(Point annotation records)
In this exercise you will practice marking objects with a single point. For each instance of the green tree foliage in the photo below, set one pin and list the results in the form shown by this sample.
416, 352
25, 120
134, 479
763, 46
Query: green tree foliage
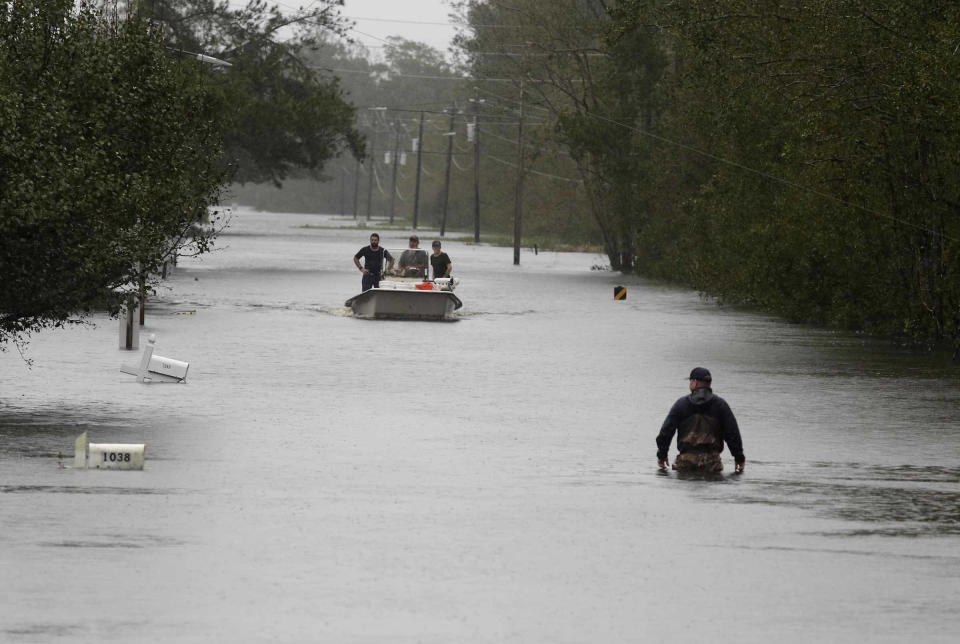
585, 89
819, 158
286, 115
110, 150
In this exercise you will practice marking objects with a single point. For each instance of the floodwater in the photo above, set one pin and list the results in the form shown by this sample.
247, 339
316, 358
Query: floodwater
325, 478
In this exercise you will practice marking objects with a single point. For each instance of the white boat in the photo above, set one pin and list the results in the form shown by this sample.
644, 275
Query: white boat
407, 298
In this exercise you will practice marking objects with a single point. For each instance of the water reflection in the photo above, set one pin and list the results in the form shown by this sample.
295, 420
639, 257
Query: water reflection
898, 501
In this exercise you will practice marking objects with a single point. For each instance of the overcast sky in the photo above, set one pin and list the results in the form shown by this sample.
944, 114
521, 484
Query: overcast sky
422, 20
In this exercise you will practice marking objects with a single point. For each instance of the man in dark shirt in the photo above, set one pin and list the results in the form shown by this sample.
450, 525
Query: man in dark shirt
703, 423
440, 262
413, 261
373, 258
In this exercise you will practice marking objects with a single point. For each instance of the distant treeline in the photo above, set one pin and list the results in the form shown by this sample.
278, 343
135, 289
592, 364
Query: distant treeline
796, 156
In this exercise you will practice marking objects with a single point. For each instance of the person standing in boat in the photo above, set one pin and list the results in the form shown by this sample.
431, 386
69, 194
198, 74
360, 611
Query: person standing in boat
703, 422
413, 261
373, 257
440, 262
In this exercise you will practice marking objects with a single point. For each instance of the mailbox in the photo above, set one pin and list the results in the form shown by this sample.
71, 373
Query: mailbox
157, 368
168, 367
107, 456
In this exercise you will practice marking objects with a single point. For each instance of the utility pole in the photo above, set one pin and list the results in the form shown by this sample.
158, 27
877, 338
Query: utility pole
395, 160
370, 180
356, 187
416, 192
518, 203
476, 165
446, 181
343, 190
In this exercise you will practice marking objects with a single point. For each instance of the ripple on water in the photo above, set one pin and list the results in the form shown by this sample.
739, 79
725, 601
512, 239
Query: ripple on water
894, 501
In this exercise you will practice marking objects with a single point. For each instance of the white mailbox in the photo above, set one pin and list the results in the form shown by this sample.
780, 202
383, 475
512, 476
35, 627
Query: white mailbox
157, 368
107, 456
168, 367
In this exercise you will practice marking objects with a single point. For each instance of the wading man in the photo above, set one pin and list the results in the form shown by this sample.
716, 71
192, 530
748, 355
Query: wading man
373, 258
703, 422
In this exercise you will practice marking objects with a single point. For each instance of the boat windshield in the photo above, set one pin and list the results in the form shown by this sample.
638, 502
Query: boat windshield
409, 262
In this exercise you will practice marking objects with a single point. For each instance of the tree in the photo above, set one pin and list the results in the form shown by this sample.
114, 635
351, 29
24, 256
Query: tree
286, 115
110, 151
594, 90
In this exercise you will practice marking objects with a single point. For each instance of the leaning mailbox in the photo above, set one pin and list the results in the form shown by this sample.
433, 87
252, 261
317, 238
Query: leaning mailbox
155, 368
107, 456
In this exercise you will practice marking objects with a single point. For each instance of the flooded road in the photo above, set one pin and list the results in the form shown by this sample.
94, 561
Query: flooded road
324, 478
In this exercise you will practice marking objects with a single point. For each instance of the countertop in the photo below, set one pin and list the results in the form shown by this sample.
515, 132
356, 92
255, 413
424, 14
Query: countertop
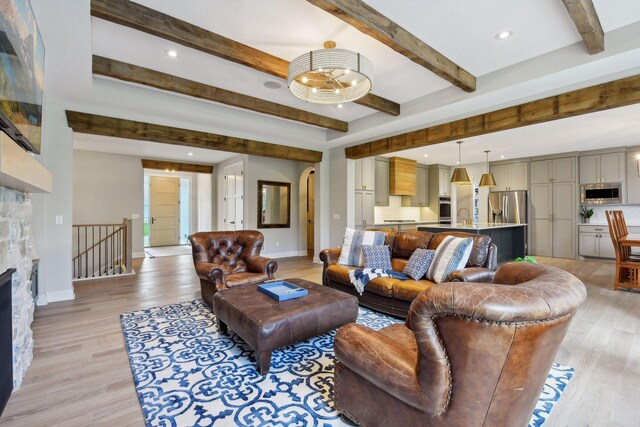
405, 223
480, 226
597, 224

AIM -
Repeat only the lines from the one with "the white mailbox" through the end of the data, both included and exactly as written. Pictures stay out of the copy.

ANSWER TO THE TASK -
In this exercise you will practice marking objects with a single point. For each instance of the white mailbox in the photo above, set one pin and list the results in the form shown by this sample.
780, 202
383, 475
512, 476
35, 627
Query: white mailbox
157, 368
107, 456
168, 367
In this exercise you will practice marking objects with a single point. For each instance of the wading man in the photo above, set one pin and list the results in the form shown by this sample.
716, 71
192, 530
748, 355
Query: wading man
373, 258
703, 422
In this exercise you will practice marking objects with a single point. For each instance of the boat windshield in the photo above, set one pin and list the results in the form shown by this sample.
638, 502
Query: boat windshield
409, 262
In this exercise you will practice marking objects with a single point. For each instance of the tree in the photo above, set one pin and list the results in the form shown by this sample.
114, 635
351, 29
24, 256
Query: tree
286, 115
110, 151
594, 90
In this exercise you will practice marking objects with a single point. For each instance of the leaning mailbox in the photo above, set one pin and list the results in the form shown by this sample.
433, 87
252, 261
317, 238
Query: leaning mailbox
155, 368
107, 456
In this exercise you will practice marking objects with a single point. For each instance of the flooded road in the photo above, set one pin and list the results in the form shown by this sample.
94, 561
Query: flooded road
324, 478
In this exercise you will practice marking objects with a single point. For each instance of the countertop in the photo below, set one pin and list the results in the form shown by this sample.
515, 132
356, 92
255, 413
424, 14
Query: countertop
405, 223
480, 226
597, 224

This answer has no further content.